I’m jogging in Prospect Park doing my best impersonation of a woman who’s GOT IT TOGETHER, and this flashing thing on my wrist is supposed to coach me to run farther and faster. It’s called micoach, and it’s from the same innovative style HQ that gave you Yeezy bodystockings, adidas. Now they’ve designed a striking $150 wristwatch that’s supposed to measure how much you’re crushing it with your workouts.
Before I got here, a woman’s voice purred from my phone in a tone that disarmed me to say that the GPS has found me. My boyfriend asks me, “Are you becoming a cyborg?” Technically, I’m still human, but now every move I make is jacked into the mainframe on my phone because I have the micoach.
For me, running usually goes from empowering to boring and drops me right off at sweaty hot mess at warp speed, but now I have a sexy contraption to hold me accountable for the lack of movement in my workday. According to Stacey Burr, GM of adidas Digital Sports, “It’s making sure you avoid extended periods of inactivity and keep moving throughout the day.”
Like my father, this wearable is technically German, and they’re both coaches. Before my militaristic NCAA Division 1 champ turned coach stopped having a pulse (cancer), he would make me do two-a-day workouts on the weekends. Whenever we’d drive by some young Alpha male jogging in short shorts, he’d scream out the window “pick it up.” Without him, when it comes to working out myself in the winter, I usually go with my exerting sit-on-the-couch-and-surf-Twitter-while-life-passes-me-by routine. So I’ve replaced my no-nonsense Champion socks wearing coach dad with actual trainers at Crunch.

● TASKS FOR THIS EXERCISE:
a – Translate this sentence from the passage about the micoach into Spanish: "Like my father, this wearable is technically German, and they’re both coaches."
b – Decide whether each statement agrees with the passage about the micoach. Answer yes or no for each and quote the words of the passage that decide it. (i) The micoach wristwatch costs $150. (ii) The writer is jogging in Central Park. (iii) The writer's father had been an NCAA Division 1 champion.
c – Continue the passage about the micoach, starting after its last sentence.

● RECORDED DATA:
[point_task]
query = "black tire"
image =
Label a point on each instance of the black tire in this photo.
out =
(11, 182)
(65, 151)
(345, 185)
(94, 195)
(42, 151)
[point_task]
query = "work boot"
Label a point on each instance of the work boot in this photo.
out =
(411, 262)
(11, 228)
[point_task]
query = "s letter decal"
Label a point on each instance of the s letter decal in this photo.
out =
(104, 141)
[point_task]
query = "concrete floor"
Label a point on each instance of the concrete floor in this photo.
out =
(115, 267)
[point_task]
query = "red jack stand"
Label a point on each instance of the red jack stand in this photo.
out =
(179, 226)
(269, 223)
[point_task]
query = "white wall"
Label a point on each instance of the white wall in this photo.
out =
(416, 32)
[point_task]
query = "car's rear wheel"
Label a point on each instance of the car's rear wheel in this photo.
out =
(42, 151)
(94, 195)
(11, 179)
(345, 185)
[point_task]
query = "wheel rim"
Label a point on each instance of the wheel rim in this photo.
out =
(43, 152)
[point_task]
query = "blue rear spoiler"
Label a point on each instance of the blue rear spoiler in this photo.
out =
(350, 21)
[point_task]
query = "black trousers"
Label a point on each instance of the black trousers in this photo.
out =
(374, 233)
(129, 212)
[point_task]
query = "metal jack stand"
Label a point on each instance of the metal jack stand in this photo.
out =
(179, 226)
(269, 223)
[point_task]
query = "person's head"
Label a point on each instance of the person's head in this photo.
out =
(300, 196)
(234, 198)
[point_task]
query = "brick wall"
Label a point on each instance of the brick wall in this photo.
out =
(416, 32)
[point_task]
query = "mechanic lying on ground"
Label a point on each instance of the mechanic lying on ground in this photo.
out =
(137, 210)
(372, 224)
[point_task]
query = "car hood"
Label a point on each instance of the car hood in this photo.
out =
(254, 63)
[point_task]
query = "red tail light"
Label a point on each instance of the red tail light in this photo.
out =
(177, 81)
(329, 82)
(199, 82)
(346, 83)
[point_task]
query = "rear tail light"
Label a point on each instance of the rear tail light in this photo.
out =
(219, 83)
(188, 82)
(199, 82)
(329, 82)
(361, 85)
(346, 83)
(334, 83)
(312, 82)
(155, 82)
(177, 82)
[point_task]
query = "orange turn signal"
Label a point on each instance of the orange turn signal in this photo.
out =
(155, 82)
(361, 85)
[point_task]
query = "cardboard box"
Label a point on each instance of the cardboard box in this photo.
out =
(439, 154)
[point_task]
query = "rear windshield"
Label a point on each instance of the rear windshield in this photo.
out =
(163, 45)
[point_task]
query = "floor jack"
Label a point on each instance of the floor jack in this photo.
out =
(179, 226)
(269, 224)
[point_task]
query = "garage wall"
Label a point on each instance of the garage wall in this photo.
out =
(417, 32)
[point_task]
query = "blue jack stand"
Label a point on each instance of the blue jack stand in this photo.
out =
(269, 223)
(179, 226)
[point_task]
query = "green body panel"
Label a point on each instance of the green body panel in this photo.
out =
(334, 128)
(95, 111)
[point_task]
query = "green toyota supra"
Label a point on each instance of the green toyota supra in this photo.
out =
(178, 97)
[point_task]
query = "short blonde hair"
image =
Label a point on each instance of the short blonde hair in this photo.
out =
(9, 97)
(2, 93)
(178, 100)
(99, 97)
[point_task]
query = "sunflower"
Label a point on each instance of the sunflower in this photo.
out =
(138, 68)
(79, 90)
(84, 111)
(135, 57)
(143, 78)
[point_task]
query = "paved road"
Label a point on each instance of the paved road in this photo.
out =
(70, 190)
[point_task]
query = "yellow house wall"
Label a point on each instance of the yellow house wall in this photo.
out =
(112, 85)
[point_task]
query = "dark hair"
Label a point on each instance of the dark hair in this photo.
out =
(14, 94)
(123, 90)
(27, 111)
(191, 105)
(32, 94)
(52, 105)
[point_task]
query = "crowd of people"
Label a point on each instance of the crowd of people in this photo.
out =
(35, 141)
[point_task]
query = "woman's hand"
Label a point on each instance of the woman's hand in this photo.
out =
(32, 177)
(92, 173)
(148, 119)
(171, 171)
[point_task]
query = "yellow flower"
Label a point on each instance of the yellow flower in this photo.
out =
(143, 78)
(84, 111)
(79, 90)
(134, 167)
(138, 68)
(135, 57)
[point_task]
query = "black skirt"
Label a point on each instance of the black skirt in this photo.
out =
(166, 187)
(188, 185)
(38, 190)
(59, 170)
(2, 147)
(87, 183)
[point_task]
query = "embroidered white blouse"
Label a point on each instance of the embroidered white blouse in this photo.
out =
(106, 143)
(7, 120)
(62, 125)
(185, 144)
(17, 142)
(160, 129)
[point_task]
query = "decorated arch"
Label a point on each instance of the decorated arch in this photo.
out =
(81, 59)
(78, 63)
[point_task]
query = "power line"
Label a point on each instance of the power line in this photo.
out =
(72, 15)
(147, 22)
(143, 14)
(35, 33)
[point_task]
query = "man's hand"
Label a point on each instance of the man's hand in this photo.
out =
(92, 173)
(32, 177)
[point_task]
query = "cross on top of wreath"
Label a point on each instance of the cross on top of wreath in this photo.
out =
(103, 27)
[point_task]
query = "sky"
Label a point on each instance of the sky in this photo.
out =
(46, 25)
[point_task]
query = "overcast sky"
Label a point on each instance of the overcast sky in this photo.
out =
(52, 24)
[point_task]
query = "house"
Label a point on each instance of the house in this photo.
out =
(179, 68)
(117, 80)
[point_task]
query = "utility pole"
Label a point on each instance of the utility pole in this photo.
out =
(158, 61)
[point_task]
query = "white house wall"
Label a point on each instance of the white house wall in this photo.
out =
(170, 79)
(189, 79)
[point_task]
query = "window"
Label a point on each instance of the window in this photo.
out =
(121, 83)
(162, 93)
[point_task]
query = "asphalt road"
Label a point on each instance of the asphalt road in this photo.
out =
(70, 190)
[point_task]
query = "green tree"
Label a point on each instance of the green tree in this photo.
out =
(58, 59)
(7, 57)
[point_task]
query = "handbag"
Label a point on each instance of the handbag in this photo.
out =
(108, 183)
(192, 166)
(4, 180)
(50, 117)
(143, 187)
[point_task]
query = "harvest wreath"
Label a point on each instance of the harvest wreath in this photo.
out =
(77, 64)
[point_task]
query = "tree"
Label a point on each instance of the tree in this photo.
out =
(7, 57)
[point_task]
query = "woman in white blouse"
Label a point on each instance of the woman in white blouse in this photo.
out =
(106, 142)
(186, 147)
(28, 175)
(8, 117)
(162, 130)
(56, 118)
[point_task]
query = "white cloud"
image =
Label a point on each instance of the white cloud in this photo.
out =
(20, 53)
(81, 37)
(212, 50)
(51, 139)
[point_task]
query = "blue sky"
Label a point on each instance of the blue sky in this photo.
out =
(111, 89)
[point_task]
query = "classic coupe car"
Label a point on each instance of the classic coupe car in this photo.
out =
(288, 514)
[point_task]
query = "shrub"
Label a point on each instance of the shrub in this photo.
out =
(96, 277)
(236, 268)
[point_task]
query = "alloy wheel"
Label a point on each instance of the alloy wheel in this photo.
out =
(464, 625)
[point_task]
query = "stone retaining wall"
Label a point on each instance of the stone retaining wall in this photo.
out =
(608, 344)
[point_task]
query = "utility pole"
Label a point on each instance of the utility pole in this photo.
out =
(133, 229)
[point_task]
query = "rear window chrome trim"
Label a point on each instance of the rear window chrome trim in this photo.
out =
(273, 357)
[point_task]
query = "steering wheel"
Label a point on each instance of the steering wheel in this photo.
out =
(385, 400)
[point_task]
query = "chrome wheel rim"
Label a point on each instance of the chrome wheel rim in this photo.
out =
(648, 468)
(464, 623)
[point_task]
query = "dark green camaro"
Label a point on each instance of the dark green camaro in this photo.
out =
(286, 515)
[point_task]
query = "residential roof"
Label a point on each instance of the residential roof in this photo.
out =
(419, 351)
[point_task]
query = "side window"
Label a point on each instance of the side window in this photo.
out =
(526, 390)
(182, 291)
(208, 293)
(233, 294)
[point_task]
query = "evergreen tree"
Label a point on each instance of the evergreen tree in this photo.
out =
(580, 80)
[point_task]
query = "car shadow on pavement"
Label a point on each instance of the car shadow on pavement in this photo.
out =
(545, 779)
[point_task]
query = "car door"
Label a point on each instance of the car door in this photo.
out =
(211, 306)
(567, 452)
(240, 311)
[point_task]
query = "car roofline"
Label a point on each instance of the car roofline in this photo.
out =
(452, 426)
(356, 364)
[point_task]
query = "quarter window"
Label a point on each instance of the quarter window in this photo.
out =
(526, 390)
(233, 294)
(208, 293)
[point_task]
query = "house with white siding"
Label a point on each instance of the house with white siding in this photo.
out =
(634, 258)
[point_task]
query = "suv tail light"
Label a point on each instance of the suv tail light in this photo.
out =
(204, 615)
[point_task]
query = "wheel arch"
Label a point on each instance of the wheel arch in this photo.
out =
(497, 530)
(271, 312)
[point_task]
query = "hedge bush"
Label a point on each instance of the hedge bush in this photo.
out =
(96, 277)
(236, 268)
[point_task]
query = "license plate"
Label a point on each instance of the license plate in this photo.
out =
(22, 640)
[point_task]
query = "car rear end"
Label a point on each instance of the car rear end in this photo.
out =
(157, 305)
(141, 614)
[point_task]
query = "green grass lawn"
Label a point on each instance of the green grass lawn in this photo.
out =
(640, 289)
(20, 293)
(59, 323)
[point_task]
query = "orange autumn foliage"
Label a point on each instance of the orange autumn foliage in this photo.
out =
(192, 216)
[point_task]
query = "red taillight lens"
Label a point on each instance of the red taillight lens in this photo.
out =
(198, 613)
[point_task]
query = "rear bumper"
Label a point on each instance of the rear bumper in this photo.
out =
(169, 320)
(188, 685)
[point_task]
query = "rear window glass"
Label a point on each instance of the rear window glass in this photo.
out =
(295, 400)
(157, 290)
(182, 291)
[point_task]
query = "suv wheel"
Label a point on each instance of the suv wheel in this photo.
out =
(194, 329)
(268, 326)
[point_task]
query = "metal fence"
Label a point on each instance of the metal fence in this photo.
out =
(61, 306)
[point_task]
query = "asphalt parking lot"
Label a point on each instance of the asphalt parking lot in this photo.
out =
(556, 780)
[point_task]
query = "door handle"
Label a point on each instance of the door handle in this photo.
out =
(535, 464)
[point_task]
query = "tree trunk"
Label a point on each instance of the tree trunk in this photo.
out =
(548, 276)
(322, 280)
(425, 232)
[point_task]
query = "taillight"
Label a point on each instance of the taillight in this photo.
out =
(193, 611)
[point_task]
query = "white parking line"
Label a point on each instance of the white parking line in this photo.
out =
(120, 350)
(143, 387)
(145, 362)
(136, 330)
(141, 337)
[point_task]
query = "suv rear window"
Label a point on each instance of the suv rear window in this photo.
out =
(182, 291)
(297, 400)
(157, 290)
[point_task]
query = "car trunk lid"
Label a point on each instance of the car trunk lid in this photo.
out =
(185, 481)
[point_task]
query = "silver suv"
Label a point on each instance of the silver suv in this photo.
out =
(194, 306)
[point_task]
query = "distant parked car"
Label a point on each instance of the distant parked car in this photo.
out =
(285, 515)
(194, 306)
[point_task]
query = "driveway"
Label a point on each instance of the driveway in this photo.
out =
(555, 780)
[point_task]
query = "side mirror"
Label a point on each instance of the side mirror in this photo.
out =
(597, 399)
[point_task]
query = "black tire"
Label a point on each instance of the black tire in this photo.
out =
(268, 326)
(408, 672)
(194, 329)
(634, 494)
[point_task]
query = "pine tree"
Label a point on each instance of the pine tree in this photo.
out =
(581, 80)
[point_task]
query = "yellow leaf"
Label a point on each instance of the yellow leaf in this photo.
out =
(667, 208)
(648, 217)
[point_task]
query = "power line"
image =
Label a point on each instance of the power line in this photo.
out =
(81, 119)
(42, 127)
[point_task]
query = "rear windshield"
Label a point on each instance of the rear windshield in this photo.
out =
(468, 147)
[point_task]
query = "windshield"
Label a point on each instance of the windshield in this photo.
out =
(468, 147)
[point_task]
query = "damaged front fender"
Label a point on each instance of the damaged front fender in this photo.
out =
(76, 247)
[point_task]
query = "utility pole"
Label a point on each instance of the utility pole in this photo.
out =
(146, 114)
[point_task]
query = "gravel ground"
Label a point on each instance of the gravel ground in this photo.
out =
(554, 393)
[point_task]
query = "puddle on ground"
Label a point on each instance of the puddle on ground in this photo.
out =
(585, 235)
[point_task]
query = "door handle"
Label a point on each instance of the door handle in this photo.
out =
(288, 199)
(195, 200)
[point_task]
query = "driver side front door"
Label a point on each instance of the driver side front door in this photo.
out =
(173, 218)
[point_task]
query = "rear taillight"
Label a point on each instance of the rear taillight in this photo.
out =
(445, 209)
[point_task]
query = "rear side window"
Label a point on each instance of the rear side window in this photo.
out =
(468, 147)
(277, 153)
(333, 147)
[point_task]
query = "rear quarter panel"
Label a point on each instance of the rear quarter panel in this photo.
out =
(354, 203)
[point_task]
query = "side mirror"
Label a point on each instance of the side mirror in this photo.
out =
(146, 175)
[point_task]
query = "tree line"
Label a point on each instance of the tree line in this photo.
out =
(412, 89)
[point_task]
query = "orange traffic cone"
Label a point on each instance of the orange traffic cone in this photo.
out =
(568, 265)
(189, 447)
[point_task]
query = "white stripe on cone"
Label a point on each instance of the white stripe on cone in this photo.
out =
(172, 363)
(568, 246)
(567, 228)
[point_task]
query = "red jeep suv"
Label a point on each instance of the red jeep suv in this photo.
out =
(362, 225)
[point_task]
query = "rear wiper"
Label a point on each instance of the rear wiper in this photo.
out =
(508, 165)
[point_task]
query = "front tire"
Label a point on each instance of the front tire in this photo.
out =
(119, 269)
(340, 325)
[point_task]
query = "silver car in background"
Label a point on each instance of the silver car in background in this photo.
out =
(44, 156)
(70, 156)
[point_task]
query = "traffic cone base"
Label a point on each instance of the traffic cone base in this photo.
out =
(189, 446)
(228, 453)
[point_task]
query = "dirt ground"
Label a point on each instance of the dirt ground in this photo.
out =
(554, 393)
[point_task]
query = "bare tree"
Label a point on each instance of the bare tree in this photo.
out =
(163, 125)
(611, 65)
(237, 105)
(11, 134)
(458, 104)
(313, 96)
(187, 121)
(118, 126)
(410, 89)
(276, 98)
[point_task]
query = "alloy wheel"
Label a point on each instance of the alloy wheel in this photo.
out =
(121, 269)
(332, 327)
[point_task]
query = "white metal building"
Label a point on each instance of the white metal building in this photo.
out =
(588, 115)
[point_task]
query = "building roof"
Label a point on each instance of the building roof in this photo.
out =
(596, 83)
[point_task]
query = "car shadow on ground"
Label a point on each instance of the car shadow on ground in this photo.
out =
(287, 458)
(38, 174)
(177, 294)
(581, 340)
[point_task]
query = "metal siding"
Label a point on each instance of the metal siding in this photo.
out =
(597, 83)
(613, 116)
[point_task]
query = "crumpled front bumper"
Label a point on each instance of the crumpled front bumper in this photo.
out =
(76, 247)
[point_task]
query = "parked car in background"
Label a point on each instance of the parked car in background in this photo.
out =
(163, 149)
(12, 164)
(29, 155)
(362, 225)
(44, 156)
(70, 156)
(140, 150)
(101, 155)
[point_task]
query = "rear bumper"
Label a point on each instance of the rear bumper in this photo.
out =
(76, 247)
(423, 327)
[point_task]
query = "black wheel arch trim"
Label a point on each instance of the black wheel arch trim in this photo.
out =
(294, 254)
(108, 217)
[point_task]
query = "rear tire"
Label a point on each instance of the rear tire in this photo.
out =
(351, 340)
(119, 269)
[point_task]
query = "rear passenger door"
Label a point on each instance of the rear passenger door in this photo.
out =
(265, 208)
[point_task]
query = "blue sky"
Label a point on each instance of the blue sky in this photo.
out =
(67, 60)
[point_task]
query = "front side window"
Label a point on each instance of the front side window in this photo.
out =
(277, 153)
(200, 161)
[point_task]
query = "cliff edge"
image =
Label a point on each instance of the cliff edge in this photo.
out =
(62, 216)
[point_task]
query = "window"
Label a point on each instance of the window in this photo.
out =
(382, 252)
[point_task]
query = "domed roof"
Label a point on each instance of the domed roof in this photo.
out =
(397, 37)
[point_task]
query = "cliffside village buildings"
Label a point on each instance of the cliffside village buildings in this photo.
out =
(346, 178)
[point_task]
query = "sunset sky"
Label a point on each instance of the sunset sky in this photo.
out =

● ANSWERS BY TASK:
a – Como mi padre, este dispositivo portátil es técnicamente alemán, y ambos son entrenadores.

b –
(i) Yes: "a striking $150 wristwatch"
(ii) No: "I’m jogging in Prospect Park"
(iii) Yes: "my militaristic NCAA Division 1 champ turned coach"

c –
I’m on my third actual trainer, a Bensonhurst boxer Fredo-lookalike named Tino who gives me the pound a lot. He usually tells me when various moves will make me look “nice and small in the waist.” I just nod and smile because I don’t want to talk about feminism all the time. But now I have a more important me generation goal: self-knowledge that doesn’t involve a scale from 1980. I got a watch. Before I could get it to sync, the adidas micoach app was already getting all my DAD on me, noticing I had done nothing. (It wasn’t hooked up yet.)
I think that most smartwatches and wearables are a quick way to reach maximum douchebag levels and convince the world you’re a virgin, but of all the countless wearable thingamabobs I’ve seen, this was irresistible. The screen is a sexy white, and the stats (calories burned, steps clocked, pace,) just glow a white hot glow. So I’d want to wear it if it didn’t do anything. But it does good things like tracks your heart rate with a pixelated tamagotchi-ish heart. The rubber wears super comfortably. One drawback: I didn’t need all of the modes it has, and I could have used buttons that were easier to navigate, but I’m impatient.
The commercial for it features an impressive career city woman who has obviously mastered every aspect of her life including taking enough steps to be a total hammer. With every swift step, I imagine myself scaling the stairs to the top of the world just like her, but to the tiny children I’m beating at life in the park, I probably look like I’m wounded and running away from a bunch of Santacon people.
As I race around Prospect Park, plugged into my body are sensors that track my mileage by beaming my steps to the app on my iPhone. It knows everything except current mood: feeling more accomplished than normal without a trainer’s help. Before I could even think about taking a break after my first mile to gawk at this house Michelle Williams bought — she’s like my neighbor which makes me pretty legit — I just kept going because the micoach’s pretty lights were urging me on, and I didn’t want it to catch me, as my father would say, “dogging it.”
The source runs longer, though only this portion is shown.